— Start Selected text —
On 04/08/10 07:21, Joe(theWordy)Philbrook wrote:
My take on it is that while it's always a good idea to be using a current install medium, with Arch it only matters that your system is able to become current via update. The release of a new install set in itself should never be a reason to reinstall a working system.
Good description (although I'm willing to bet there's some little bit of unimportant cruft on a system originally installed several years ago, due to various organizational updates, in addition to you as admin forgetting which files you've left around in /etc...)
All I know for sure is that while Arch takes a bit more work to get a running desktop system than some other distros, The idea of not having to start from scratch every 6 months makes it "way worth it..."
if you don't mind running old versions of software... which I do... there are always the distros with longer release cycles (some people even run Ubuntu 8.04 (Long-Term-Support release) on their desktop still. Although I think I'd pick Debian in that case.)
I've learned that if I can only find the right wiki entry, there is usually a good comprehensive walk through of whatever I need to do to my system. And this way, I wind up with a better understanding of my system.
— End Selected text —
From the post about Arch Linux, reproduce everything from "All I know for" down to "of my system.", swapping "Debian" for "CentOS". The records that come next bear no relation to the post about Arch Linux.
— Start Records —
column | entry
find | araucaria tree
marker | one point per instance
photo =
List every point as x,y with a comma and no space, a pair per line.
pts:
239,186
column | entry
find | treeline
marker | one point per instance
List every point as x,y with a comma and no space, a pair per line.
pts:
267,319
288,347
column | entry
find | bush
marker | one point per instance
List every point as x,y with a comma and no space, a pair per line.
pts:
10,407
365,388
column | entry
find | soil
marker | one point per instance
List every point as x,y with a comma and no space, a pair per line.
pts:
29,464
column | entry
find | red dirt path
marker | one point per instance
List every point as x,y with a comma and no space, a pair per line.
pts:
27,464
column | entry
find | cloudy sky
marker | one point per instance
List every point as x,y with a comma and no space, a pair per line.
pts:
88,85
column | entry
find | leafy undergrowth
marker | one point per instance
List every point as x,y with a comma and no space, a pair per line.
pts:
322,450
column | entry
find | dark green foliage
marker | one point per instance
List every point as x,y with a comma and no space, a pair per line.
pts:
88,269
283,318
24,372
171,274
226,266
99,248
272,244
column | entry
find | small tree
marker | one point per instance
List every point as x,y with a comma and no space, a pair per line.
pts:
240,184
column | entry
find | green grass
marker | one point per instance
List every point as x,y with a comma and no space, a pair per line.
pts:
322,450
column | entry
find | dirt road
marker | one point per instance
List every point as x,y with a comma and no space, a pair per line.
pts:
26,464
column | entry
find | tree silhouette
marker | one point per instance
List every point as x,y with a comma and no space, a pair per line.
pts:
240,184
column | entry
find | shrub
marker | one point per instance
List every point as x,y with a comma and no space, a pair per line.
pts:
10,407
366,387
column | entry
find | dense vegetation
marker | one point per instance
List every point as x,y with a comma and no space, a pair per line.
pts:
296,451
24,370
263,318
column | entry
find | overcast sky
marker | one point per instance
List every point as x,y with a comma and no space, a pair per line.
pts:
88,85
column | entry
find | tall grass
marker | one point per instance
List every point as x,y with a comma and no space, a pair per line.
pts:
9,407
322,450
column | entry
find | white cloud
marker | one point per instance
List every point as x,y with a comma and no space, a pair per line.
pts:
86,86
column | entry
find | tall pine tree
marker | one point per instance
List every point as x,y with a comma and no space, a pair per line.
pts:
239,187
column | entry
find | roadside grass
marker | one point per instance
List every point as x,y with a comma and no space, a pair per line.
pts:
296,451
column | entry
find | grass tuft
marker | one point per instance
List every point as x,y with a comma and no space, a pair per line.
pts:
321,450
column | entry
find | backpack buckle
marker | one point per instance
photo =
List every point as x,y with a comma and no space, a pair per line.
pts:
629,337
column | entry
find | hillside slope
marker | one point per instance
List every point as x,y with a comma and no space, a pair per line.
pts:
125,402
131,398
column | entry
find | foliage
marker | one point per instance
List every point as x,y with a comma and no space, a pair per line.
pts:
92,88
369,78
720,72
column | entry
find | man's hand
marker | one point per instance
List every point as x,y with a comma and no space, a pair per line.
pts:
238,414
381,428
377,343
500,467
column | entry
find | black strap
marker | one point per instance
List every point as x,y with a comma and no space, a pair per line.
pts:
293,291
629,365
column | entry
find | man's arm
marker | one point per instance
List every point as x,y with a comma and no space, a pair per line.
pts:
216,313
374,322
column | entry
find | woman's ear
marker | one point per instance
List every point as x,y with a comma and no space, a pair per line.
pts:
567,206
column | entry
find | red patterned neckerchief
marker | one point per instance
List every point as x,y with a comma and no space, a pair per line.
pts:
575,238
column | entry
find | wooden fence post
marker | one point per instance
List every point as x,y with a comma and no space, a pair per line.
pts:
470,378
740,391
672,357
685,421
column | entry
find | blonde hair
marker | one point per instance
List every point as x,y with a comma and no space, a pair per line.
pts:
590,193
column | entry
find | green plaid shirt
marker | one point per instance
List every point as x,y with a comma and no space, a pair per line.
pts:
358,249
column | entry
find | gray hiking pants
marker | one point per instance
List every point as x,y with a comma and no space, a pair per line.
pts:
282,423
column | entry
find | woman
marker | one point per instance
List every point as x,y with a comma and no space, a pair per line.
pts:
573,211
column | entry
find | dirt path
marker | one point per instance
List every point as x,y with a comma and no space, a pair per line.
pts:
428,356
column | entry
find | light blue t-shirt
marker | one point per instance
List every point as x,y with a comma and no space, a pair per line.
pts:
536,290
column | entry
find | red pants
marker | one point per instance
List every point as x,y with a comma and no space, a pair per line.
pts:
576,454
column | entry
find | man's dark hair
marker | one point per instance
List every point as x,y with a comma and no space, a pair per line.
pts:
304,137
— End Records —
- _Output for this exercise_:
All I know for sure is that while Arch takes a bit more work to get a running desktop system than some other distros, The idea of not having to start from scratch every 6 months makes it "way worth it..."
if you don't mind running old versions of software... which I do... there are always the distros with longer release cycles (some people even run Ubuntu 8.04 (Long-Term-Support release) on their desktop still. Although I think I'd pick CentOS in that case.)
I've learned that if I can only find the right wiki entry, there is usually a good comprehensive walk through of whatever I need to do to my system. And this way, I wind up with a better understanding of my system.